*Work item*
Word for word, restate every entry shown below.

*Dataset*
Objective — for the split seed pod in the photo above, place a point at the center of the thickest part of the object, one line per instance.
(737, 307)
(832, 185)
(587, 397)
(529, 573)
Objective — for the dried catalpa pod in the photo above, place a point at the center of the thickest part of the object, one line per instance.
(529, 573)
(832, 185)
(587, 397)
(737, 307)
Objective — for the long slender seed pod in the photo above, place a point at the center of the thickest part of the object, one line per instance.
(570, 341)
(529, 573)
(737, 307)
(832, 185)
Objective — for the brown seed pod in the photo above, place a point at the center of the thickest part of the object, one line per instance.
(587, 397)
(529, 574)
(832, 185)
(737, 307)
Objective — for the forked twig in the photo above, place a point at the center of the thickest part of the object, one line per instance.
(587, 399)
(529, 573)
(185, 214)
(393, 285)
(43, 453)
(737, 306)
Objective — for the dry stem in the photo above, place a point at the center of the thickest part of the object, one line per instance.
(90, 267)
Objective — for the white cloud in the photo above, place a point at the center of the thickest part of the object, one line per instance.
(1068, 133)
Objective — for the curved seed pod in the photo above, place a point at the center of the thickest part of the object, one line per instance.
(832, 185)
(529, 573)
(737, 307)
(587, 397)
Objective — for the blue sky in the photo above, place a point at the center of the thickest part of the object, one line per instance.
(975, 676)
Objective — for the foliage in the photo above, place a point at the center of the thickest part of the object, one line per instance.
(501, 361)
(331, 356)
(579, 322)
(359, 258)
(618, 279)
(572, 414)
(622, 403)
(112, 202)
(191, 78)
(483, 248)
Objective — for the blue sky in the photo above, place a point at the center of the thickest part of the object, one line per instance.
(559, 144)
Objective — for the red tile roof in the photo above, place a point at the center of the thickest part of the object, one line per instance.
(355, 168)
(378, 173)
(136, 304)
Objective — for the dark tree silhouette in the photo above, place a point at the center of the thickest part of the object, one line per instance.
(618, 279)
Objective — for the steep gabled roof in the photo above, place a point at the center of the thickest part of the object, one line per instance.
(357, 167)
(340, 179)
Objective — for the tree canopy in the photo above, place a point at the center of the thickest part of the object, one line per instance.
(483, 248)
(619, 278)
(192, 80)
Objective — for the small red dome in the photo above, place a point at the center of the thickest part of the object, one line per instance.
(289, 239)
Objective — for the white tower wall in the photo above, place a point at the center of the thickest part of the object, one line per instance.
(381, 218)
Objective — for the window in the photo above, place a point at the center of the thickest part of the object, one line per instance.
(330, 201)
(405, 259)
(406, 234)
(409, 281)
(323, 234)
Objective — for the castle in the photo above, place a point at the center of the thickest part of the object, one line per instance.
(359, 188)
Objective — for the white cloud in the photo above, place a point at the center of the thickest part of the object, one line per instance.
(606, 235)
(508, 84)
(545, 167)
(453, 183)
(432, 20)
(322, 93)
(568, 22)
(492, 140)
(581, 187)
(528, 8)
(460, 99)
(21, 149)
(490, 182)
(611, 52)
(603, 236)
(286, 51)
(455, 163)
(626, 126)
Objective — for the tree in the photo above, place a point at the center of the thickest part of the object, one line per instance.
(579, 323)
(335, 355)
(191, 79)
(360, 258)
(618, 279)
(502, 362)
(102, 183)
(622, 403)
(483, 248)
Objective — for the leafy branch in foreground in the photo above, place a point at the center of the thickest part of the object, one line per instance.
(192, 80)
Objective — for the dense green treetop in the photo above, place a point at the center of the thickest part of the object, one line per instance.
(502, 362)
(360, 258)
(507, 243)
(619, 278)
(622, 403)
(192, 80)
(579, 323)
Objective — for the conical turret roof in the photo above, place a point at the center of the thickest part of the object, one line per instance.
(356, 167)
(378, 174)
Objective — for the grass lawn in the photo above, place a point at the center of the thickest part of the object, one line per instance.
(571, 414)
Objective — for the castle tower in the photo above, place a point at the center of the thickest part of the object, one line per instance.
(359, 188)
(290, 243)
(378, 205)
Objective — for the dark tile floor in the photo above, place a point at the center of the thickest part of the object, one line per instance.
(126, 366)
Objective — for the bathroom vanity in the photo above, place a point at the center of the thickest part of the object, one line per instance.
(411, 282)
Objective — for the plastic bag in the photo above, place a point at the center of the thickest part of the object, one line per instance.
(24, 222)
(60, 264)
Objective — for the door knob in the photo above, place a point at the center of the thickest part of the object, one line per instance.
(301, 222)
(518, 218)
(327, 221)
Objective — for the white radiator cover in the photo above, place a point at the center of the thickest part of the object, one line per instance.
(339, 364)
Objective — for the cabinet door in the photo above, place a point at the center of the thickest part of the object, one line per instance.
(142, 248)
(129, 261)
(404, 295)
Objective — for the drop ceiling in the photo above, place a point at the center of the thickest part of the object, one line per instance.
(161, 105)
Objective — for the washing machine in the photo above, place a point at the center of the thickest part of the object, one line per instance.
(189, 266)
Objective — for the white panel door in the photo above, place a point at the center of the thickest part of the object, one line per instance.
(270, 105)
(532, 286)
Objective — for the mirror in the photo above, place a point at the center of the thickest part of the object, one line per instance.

*Finished task*
Objective — for the split seed pod in the photo above, place a point at the center of the thickest part of the object, one line per instance.
(737, 307)
(832, 185)
(587, 397)
(529, 573)
Objective — for the dried catalpa pod in the photo above, place a point at the center of the thickest part of the object, one line per instance.
(529, 573)
(832, 185)
(587, 397)
(737, 307)
Objective — for the long slender seed pod in the photo above, place a point at the center of the thickest part of the object, one line per instance.
(570, 341)
(529, 573)
(737, 307)
(832, 185)
Objective — for the brown seed pod in the photo above, place a point at the center of the thickest part of the object, one line per instance.
(587, 397)
(529, 574)
(832, 185)
(737, 307)
Objective — for the forked twig in the photo above, place a point at the center of the thickest part of the object, one line per instance.
(587, 399)
(529, 573)
(185, 214)
(393, 285)
(43, 453)
(737, 306)
Objective — for the dry stem in the photo above, place a point at the center of the thickest part of the object, one line per instance.
(90, 267)
Objective — for the white cloud in the photo above, place a point at the center of the thickest part of the object, one line per instance.
(1068, 133)
Objective — for the curved seed pod in the photo above, place a point at the center of the thickest part of the object, one line per instance.
(832, 185)
(529, 573)
(737, 307)
(587, 397)
Objective — for the blue sky in the photo above, place a point at the center of the thickest part of the object, one line per instance.
(975, 676)
Objective — for the foliage in the photo above, place a point at the center of the thickest part of the object, one line per instance.
(501, 361)
(331, 356)
(579, 322)
(359, 258)
(618, 279)
(572, 414)
(622, 403)
(112, 202)
(191, 78)
(483, 248)
Objective — for the blue sky in the photo above, place a point at the center of the thickest part of the object, one line per instance.
(559, 144)
Objective — for the red tile roof in the photo above, place a point at the center of the thickest part of the object, one line per instance.
(355, 168)
(378, 173)
(136, 304)
Objective — for the dark tree silhouette in the photo above, place a point at the center of the thickest part of the object, one line per instance.
(618, 279)
Objective — for the steep gabled roof in the photo above, place a point at the center of the thickest part of the object, one line per instance.
(357, 167)
(340, 179)
Objective — for the tree canopy in the photo above, place a point at the center of the thickest part of the object, one line per instance.
(483, 248)
(619, 278)
(192, 80)
Objective — for the small red dome in the photo above, place a point at the center of the thickest part of the object, one line per instance.
(289, 239)
Objective — for the white tower wall in the photo above, place a point at the center of the thickest part of the object, one line per instance.
(381, 218)
Objective — for the window in the photo above, place a point at the center of the thickest part of the object, one line per instance.
(330, 201)
(405, 259)
(406, 234)
(409, 281)
(323, 234)
Objective — for the castle in the photo above, place a point at the center of the thickest part of the object, one line per instance.
(359, 188)
Objective — for the white cloud in the photo above, place a point at the center of the thickest part of the object, one line per instance.
(606, 235)
(508, 84)
(545, 167)
(453, 183)
(432, 20)
(322, 93)
(568, 22)
(492, 140)
(581, 187)
(528, 8)
(460, 99)
(21, 149)
(490, 182)
(611, 52)
(603, 236)
(286, 51)
(455, 163)
(626, 126)
Objective — for the tree in the photo above, place a point at the center of the thickest part of the object, one line per instance.
(579, 323)
(335, 355)
(191, 79)
(360, 258)
(618, 279)
(502, 362)
(102, 183)
(622, 403)
(483, 248)
Objective — for the leafy branch in foreground in the photo above, place a point at the center of the thickest part of the object, one line per instance.
(192, 80)
Objective — for the dense green treetop in the photo above, place a point at the center of the thickest part of the object, one line per instance.
(502, 362)
(360, 258)
(507, 243)
(619, 278)
(622, 403)
(192, 80)
(579, 323)
Objective — for the conical turret roof in the photo above, place a point at the center of the thickest part of the object, one line per instance.
(356, 167)
(378, 174)
Objective — for the grass lawn in the photo above, place a point at the center of the thickest part of the object, one line per instance.
(571, 414)
Objective — for the castle tower in the photo above, place a point at the center of the thickest part of the object, one line per instance.
(359, 188)
(290, 243)
(378, 205)
Objective — for the dark tile floor in the photo above, place a point at the center of the thickest part of the object, one line per instance.
(126, 366)
Objective — for the bathroom vanity in the photo above, place a point at the center of the thickest part of the object, one line per instance.
(411, 282)
Objective — for the plastic bag in the photo above, place a point at the center of the thickest part of the object, one line per instance.
(24, 222)
(60, 264)
Objective — for the door knob in the photo above, place a point at the center of the thickest part of the object, one line per instance.
(301, 222)
(518, 218)
(327, 221)
Objective — for the white radiator cover in the photo above, place a point at the center of the thickest part of the object, one line per instance.
(339, 364)
Objective — for the cabinet door in the photo above, place a point at the center of the thickest part of the object, one line per instance.
(142, 248)
(129, 261)
(404, 295)
Objective — for the drop ceiling in the photo above, place a point at the center of the thickest part of the object, one line per instance.
(161, 105)
Objective — for the washing machine in the photo above, place a point at the center of the thickest part of the object, one line per instance.
(189, 266)
Objective — for the white panel door in the photo above, place a point at the center of the thickest part of the object, one line per instance.
(270, 105)
(532, 286)
Objective — for the mirror in the photo above, place a point at the center of the thickest part of the object, one line per instance.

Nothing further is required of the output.